### REQUIRED TASK
List every fact that, according to the text below about Larry Eustachy, Eustachy knows about himself.

The insults Wyoming fans shouted at Colorado State's Larry Eustachy Wednesday night were wildly offensive. (David Zalubowski/AP)
When I sat down with Larry Eustachy in his office in December for this feature, he asked me what I wanted to talk about. I told him I wanted to discuss anything but his path to sobriety, a decade-long struggle that started when he lost his job at Iowa State because of his drinking. His response: "Good, because it's been 10 [bleeping] years."
Eustachy is tired of discussing his recovery, which is understandable, but Eustachy also knows that he's an alcoholic. That he will always be an alcoholic. That there was a significant personal cost to his alcoholism. That every time he cracks open a can of Diet Coke, part of his replacement addiction that in different ways may be just as unhealthy, he is working to stay sober.
I also know two alcoholics. They have both fallen off the wagon during sobriety at least once. Their drinking has strained their marriages and disrupted their lives. When they come to see us, we make sure every bit of alcohol is out of our house. Last month's cover of "5280," a local Denver magazine, was about local beer, so we removed that, too, during a recent visit.

### RECORDED DATA
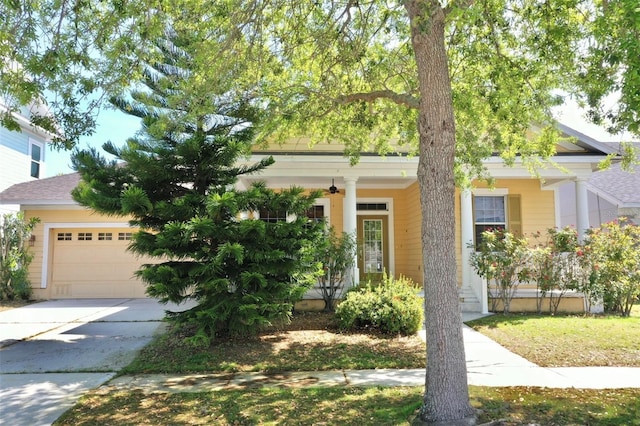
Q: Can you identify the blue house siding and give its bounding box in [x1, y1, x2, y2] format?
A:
[0, 127, 46, 191]
[0, 127, 29, 155]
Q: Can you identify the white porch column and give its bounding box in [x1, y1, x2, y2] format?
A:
[575, 178, 589, 241]
[460, 189, 473, 286]
[342, 177, 360, 285]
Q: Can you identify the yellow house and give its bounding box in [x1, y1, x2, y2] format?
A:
[0, 125, 610, 311]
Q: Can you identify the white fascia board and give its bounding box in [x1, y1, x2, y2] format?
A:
[587, 182, 624, 208]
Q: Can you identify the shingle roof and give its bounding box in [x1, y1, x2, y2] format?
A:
[0, 173, 80, 205]
[589, 164, 640, 207]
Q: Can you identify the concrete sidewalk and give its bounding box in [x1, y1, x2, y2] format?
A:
[0, 299, 640, 426]
[101, 325, 640, 393]
[0, 299, 190, 426]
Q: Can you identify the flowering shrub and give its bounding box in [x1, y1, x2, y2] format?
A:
[531, 227, 583, 314]
[470, 229, 530, 313]
[471, 221, 640, 316]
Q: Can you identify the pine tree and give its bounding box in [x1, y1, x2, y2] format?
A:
[72, 33, 322, 344]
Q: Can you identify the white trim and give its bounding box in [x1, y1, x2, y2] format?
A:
[471, 188, 509, 197]
[356, 197, 396, 277]
[40, 222, 131, 288]
[27, 138, 46, 179]
[313, 197, 331, 226]
[553, 186, 562, 229]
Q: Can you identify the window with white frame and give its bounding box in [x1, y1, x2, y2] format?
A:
[29, 139, 44, 179]
[473, 195, 507, 246]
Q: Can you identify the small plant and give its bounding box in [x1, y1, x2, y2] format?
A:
[470, 229, 530, 314]
[317, 226, 356, 312]
[336, 276, 424, 335]
[0, 213, 40, 300]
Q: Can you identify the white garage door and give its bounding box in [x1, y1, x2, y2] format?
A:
[50, 228, 148, 298]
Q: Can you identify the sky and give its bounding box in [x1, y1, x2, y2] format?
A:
[45, 108, 141, 177]
[46, 97, 630, 177]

### EXERCISE OUTPUT
- He is an alcoholic.
- He will always be an alcoholic.
- There was a significant personal cost to his alcoholism.
- Every time he cracks open a can of Diet Coke, he is working to stay sober.